### Data for this task
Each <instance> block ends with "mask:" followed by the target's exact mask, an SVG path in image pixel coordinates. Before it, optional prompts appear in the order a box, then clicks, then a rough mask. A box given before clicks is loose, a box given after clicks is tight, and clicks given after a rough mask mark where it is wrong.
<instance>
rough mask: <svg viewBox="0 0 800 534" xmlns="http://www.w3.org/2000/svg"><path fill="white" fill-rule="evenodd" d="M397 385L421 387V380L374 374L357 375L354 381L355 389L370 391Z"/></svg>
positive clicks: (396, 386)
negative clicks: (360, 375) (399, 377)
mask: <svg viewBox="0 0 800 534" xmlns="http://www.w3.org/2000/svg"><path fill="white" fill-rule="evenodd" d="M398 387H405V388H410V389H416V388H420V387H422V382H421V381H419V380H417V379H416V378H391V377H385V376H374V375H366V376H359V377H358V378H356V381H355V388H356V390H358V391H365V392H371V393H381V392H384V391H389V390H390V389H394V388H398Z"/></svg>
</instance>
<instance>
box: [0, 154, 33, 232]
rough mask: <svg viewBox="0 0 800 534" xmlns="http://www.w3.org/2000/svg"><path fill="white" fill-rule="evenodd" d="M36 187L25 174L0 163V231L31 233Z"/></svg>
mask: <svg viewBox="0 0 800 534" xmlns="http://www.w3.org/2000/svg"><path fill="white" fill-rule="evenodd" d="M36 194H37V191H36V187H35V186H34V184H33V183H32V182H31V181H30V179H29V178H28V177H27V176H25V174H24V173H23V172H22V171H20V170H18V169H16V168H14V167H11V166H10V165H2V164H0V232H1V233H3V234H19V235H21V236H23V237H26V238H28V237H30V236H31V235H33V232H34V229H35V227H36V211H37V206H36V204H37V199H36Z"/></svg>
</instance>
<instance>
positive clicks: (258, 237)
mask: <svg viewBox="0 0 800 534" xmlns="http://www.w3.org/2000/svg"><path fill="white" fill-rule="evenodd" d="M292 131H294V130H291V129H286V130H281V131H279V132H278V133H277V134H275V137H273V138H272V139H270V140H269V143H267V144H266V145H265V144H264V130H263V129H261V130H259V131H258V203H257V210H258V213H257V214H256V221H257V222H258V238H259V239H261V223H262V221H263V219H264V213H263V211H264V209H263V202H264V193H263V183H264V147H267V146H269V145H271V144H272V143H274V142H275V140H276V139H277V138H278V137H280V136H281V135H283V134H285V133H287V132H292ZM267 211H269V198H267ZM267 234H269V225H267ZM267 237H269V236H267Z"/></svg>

### Required work
Write out all of the rows above again, line for line, without changing a single character.

### Exercise answer
Each <instance> block ends with "mask:" followed by the target's exact mask, an SVG path in image pixel coordinates. Before it, optional prompts appear in the order a box, then clicks, then a rough mask. A box given before clicks is loose, a box given after clicks is tight, and clicks given after a rough mask mark where it is wrong.
<instance>
rough mask: <svg viewBox="0 0 800 534" xmlns="http://www.w3.org/2000/svg"><path fill="white" fill-rule="evenodd" d="M397 385L421 387V380L374 374L357 375L354 381L355 389L370 391Z"/></svg>
positive clicks: (396, 386)
negative clicks: (360, 375) (399, 377)
mask: <svg viewBox="0 0 800 534" xmlns="http://www.w3.org/2000/svg"><path fill="white" fill-rule="evenodd" d="M398 387H405V388H410V389H416V388H420V387H422V382H421V381H419V380H417V379H416V378H391V377H385V376H374V375H366V376H359V377H358V378H356V381H355V388H356V390H358V391H365V392H371V393H381V392H384V391H389V390H390V389H394V388H398Z"/></svg>
</instance>
<instance>
box: [0, 154, 33, 232]
rough mask: <svg viewBox="0 0 800 534" xmlns="http://www.w3.org/2000/svg"><path fill="white" fill-rule="evenodd" d="M36 187L25 174L0 163V231L31 233Z"/></svg>
mask: <svg viewBox="0 0 800 534" xmlns="http://www.w3.org/2000/svg"><path fill="white" fill-rule="evenodd" d="M36 194H37V191H36V187H35V186H34V184H33V183H32V182H31V181H30V179H29V178H28V177H27V176H25V174H24V173H23V172H22V171H20V170H18V169H16V168H14V167H11V166H10V165H2V164H0V232H1V233H3V234H19V235H21V236H23V237H26V238H28V237H30V236H31V235H33V232H34V229H35V227H36V211H37V206H36V204H37V199H36Z"/></svg>
</instance>
<instance>
positive clicks: (258, 237)
mask: <svg viewBox="0 0 800 534" xmlns="http://www.w3.org/2000/svg"><path fill="white" fill-rule="evenodd" d="M292 131H294V130H291V129H286V130H281V131H279V132H278V133H277V134H275V137H273V138H272V139H270V140H269V143H267V144H266V145H265V144H264V130H263V129H261V130H259V131H258V203H257V210H258V213H257V214H256V221H257V222H258V238H259V239H261V223H262V221H263V219H264V213H263V211H264V209H263V202H264V193H263V183H264V147H267V146H269V145H271V144H272V143H274V142H275V140H276V139H277V138H278V137H280V136H281V135H283V134H285V133H287V132H292ZM267 211H269V198H267ZM267 234H269V225H267ZM267 237H269V236H267Z"/></svg>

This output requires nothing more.